=== EXERCISE GOAL ===
Please count how many lines in the items below contain the string "kitchen", with case counting, and reply with that number alone.

Region labeling records
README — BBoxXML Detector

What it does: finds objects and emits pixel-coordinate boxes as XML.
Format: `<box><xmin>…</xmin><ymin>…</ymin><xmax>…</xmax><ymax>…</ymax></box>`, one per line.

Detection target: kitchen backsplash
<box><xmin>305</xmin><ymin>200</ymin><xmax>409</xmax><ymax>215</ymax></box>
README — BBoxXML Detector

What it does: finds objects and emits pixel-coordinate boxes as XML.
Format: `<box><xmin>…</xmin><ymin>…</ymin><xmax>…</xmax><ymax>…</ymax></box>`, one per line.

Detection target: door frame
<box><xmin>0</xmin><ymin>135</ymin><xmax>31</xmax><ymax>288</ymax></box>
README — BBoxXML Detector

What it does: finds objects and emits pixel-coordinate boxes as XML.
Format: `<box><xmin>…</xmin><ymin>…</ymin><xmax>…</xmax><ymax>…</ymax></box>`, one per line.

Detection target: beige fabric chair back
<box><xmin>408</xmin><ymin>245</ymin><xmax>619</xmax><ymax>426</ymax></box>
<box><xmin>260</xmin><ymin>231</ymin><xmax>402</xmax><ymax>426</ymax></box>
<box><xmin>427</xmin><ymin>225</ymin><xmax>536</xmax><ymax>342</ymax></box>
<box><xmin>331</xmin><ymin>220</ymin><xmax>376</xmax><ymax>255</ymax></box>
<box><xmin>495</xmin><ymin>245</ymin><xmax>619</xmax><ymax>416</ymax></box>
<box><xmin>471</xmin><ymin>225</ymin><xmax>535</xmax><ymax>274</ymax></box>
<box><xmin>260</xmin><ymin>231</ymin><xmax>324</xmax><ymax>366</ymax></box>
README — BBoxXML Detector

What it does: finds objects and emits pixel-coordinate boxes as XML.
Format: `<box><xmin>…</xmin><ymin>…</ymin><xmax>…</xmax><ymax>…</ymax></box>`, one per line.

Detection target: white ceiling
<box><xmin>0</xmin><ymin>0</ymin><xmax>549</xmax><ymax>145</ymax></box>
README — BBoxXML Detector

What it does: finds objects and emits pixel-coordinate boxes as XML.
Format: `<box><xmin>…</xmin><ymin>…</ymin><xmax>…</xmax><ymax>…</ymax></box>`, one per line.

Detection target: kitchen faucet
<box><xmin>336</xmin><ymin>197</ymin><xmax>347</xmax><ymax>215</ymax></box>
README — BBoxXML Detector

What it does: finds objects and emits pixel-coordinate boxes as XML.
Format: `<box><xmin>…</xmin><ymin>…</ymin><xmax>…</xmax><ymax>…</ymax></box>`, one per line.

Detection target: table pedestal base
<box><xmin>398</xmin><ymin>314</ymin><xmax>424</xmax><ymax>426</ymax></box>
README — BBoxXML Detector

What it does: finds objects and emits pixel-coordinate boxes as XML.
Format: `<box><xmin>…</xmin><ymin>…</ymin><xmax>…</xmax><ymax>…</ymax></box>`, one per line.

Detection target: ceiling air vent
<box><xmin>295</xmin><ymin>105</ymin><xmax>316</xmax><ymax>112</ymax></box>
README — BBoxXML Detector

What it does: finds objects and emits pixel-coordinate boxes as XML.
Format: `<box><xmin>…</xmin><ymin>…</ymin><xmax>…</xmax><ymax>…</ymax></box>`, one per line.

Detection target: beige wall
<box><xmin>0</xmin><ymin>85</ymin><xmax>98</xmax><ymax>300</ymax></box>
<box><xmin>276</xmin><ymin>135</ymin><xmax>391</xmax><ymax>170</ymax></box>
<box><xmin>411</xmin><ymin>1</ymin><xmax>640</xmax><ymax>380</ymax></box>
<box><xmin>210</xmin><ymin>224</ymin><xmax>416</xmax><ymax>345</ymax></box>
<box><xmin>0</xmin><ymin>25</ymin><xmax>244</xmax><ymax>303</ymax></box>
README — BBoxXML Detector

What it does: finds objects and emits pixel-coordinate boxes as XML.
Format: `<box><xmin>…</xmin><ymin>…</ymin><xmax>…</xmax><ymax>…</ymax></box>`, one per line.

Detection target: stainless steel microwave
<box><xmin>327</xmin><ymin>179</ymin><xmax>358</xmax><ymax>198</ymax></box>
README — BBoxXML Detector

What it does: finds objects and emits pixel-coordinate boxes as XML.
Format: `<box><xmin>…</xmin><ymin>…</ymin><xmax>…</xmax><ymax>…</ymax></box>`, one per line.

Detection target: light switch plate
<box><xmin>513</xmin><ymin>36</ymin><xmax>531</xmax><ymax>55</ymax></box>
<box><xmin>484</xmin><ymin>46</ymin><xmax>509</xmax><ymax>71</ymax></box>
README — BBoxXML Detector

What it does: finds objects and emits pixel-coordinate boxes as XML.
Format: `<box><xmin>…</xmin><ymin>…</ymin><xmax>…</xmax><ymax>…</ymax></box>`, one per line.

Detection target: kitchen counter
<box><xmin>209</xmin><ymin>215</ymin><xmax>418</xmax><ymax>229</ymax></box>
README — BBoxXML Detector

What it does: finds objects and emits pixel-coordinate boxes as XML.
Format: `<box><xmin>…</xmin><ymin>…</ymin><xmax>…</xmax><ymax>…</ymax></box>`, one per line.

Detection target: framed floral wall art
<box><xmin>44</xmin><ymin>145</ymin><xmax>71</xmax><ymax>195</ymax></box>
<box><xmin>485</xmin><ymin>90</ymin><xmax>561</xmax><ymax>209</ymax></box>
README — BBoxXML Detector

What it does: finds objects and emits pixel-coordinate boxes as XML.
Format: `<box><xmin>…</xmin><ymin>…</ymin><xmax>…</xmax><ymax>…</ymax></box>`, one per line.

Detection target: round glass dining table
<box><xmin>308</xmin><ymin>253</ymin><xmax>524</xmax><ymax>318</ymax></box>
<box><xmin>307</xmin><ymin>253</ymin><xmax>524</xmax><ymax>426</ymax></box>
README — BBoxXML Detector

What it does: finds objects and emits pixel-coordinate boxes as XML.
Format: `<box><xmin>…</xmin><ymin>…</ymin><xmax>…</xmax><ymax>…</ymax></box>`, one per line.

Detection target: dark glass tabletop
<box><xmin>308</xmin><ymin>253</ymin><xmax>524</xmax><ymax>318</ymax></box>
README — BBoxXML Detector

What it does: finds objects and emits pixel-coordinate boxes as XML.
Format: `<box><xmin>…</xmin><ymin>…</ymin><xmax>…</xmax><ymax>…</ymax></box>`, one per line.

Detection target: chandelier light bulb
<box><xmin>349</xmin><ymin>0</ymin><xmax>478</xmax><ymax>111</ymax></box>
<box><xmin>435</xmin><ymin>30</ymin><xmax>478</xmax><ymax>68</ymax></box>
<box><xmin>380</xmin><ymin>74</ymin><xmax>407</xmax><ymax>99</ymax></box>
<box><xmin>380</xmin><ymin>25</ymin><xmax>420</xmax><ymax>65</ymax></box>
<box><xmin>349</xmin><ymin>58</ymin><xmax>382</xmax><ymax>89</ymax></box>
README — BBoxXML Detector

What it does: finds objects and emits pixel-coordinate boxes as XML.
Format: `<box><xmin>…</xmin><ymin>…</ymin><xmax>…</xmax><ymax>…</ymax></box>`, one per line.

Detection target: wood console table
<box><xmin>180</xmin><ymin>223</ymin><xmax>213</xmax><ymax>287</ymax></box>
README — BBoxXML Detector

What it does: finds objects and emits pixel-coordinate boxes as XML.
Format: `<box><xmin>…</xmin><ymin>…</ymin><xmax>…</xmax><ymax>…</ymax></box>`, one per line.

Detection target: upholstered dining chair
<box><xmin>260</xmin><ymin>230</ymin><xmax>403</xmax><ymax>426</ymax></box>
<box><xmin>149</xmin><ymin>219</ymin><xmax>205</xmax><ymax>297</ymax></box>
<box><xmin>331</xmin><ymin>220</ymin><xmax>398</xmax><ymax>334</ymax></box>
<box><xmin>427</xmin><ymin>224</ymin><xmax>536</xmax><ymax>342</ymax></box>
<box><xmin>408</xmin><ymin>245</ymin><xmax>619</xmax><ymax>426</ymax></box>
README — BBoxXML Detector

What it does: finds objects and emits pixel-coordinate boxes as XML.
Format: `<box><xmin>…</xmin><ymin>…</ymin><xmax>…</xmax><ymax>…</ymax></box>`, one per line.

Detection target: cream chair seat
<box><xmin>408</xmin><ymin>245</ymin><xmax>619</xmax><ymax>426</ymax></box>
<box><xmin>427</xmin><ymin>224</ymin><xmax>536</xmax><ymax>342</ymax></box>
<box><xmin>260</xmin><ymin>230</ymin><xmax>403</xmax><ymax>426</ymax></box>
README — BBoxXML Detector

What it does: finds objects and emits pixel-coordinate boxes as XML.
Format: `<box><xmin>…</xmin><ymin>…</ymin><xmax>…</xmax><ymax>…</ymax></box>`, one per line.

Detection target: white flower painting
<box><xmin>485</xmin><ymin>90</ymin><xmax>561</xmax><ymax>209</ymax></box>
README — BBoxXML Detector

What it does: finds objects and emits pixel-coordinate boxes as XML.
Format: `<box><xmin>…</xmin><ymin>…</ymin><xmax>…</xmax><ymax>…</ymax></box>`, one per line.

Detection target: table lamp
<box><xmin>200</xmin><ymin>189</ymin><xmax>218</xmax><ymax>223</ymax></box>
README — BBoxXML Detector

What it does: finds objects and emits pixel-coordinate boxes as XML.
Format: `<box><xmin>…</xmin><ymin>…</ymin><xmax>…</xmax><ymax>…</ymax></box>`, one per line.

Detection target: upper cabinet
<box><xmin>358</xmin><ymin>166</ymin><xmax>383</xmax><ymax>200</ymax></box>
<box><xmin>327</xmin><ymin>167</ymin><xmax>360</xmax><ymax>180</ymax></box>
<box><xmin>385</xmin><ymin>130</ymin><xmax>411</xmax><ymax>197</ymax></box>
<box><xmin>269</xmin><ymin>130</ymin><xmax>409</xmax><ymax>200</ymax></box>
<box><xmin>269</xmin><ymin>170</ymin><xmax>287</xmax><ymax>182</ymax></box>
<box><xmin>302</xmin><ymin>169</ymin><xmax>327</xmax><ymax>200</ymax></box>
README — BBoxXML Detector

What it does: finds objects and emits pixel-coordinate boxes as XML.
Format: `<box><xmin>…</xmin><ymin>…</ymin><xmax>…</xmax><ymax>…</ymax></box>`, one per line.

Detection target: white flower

=== OUTPUT FOR THIS EXERCISE ===
3